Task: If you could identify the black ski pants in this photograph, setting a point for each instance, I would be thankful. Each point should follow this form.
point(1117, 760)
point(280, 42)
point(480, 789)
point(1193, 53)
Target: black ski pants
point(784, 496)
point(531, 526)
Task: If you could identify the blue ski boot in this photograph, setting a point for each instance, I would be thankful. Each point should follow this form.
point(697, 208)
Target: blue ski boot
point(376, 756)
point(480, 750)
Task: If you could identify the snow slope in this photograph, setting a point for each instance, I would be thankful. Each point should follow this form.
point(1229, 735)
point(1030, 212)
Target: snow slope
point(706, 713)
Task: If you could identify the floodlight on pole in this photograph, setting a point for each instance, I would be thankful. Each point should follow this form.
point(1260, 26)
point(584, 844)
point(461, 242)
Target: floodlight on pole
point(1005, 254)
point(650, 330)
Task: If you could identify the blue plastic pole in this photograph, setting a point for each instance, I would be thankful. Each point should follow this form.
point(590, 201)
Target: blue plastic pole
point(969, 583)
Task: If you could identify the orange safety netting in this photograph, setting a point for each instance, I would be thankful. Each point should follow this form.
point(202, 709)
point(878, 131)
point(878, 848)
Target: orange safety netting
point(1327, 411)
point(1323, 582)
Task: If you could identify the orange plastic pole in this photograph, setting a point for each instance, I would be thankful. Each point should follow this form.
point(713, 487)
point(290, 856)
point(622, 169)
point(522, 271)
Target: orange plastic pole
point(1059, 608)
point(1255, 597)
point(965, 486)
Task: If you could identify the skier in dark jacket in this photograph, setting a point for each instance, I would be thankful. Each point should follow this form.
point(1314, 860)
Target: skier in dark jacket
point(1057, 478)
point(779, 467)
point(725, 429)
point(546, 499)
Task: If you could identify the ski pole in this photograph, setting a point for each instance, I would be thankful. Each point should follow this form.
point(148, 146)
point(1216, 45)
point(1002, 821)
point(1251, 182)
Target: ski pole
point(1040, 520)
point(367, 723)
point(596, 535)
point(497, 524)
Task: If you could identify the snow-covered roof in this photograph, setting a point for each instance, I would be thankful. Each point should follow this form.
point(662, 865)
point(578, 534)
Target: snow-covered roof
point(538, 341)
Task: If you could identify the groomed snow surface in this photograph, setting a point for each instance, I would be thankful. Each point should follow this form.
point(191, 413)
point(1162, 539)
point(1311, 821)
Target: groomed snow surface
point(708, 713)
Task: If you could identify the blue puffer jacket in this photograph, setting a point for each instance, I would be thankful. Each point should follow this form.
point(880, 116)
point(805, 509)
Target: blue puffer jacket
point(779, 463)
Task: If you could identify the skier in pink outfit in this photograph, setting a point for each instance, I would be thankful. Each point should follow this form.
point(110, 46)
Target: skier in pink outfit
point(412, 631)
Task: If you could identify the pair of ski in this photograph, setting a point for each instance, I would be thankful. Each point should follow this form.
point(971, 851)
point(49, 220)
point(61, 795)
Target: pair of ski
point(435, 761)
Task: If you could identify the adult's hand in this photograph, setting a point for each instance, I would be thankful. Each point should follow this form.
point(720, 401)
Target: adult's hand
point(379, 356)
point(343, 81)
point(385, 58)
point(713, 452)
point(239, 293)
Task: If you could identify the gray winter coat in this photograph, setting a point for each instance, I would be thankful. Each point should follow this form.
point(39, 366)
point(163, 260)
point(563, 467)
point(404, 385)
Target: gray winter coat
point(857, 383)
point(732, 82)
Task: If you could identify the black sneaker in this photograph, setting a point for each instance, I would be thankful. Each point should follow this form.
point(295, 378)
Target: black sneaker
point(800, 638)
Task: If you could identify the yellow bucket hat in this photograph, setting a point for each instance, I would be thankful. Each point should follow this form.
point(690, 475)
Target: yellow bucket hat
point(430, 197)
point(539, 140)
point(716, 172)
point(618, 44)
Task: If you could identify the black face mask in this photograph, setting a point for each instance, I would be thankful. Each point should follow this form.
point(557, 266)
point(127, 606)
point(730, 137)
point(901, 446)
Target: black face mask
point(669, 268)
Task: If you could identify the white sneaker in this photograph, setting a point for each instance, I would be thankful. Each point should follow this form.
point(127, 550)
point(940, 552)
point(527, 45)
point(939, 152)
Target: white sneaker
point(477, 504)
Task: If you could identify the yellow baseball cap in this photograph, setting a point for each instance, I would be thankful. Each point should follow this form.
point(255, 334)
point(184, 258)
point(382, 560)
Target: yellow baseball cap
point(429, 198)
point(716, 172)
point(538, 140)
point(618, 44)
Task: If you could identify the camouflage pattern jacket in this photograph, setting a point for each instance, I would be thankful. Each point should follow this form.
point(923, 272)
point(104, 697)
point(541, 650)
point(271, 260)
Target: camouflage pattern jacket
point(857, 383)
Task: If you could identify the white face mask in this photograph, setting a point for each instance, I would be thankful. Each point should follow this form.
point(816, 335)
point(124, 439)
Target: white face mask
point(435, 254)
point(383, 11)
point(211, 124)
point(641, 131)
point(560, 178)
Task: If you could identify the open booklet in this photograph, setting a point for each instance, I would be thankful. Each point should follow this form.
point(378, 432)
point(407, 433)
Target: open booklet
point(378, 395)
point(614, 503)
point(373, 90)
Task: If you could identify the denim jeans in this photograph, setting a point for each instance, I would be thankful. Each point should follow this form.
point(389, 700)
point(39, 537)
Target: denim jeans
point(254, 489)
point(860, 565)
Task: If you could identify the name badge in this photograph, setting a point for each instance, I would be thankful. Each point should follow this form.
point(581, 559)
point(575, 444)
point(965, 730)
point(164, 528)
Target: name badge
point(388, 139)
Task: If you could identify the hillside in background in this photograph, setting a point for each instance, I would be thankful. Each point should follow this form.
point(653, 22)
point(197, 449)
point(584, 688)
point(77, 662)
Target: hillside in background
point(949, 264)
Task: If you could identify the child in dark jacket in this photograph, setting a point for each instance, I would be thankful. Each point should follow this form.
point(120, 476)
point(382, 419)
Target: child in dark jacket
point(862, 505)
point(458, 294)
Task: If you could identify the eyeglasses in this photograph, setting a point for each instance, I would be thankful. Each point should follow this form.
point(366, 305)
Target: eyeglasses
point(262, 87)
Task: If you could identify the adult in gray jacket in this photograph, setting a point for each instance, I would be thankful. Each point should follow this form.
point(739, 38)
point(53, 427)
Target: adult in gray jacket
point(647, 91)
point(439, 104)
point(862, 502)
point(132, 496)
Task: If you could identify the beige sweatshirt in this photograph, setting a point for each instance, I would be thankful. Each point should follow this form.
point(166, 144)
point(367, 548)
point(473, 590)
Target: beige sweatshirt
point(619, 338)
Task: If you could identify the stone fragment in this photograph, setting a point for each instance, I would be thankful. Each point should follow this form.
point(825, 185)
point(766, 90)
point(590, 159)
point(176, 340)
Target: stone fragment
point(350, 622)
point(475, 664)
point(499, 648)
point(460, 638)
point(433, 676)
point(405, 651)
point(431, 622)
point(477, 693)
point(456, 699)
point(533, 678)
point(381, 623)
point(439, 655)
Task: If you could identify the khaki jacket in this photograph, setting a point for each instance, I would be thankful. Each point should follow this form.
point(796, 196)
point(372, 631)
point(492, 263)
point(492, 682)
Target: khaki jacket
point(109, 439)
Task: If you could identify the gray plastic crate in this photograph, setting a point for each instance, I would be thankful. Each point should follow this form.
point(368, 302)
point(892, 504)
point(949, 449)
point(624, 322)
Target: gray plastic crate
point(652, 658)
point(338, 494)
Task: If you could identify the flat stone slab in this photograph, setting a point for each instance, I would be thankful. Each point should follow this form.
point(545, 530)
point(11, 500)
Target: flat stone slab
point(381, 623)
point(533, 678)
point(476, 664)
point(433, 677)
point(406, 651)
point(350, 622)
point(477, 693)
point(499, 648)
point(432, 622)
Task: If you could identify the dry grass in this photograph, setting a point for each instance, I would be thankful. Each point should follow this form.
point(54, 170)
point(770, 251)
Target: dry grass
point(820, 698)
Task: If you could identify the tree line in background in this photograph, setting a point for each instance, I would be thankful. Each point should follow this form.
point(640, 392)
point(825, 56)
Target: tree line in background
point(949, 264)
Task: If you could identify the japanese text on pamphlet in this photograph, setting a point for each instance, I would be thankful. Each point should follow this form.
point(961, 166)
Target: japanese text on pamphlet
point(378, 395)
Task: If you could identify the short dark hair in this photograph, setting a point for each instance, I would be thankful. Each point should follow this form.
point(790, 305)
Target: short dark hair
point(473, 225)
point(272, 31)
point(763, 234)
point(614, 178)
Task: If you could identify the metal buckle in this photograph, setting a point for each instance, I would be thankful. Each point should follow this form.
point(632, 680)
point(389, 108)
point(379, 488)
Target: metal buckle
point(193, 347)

*Exercise details*.
Go through the listing above and write out exactly the lines starting with the one holding "Task: If you could identify the beige" and running through the one holding "point(176, 340)", ends included, and no others.

*Output of the task*.
Task: If you could identify the beige sweatshirt in this photograph, setting a point for each instance, I would be thankful. Each point should follow this form.
point(166, 144)
point(367, 548)
point(473, 590)
Target: beige sweatshirt
point(619, 338)
Task: If you could identify the stone fragment in this photograph, setting a point for each instance, I would be thankful. Each point should follow this form.
point(825, 185)
point(766, 90)
point(590, 159)
point(176, 340)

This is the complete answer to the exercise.